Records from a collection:
- Opening Delimiter -

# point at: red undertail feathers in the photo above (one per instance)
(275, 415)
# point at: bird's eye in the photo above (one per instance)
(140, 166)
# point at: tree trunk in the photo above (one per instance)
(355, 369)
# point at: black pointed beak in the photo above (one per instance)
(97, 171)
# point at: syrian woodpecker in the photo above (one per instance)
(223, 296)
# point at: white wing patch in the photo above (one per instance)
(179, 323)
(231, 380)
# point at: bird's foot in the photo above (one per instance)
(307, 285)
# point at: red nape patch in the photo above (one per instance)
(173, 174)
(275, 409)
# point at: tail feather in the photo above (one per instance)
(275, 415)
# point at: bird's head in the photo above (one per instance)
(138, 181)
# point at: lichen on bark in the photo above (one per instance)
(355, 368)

- Closing Delimiter -

→ Task details
Repeat the records above exactly, from the first line to the last.

→ Expected output
# point at: red undertail feathers in the photo above (one per instance)
(275, 415)
# point at: bird's eye in the photo above (one per instance)
(140, 166)
# point at: tree trunk in the photo above (one per instance)
(355, 369)
# point at: black pointed beak in the photo above (one per instance)
(97, 171)
# point at: syrian woodpecker in the photo above (one per instance)
(223, 296)
# point at: white wing patch in the photo above (one per instance)
(179, 323)
(231, 380)
# point at: bird's foot in the photo above (one per instance)
(307, 285)
# point at: red nape patch in the photo above (one per instance)
(173, 174)
(275, 409)
# point at: tail feather in the photo above (one per instance)
(275, 415)
# point at: bird's head in the photo above (one per instance)
(138, 181)
# point at: lichen on bark in the photo above (one per instance)
(355, 368)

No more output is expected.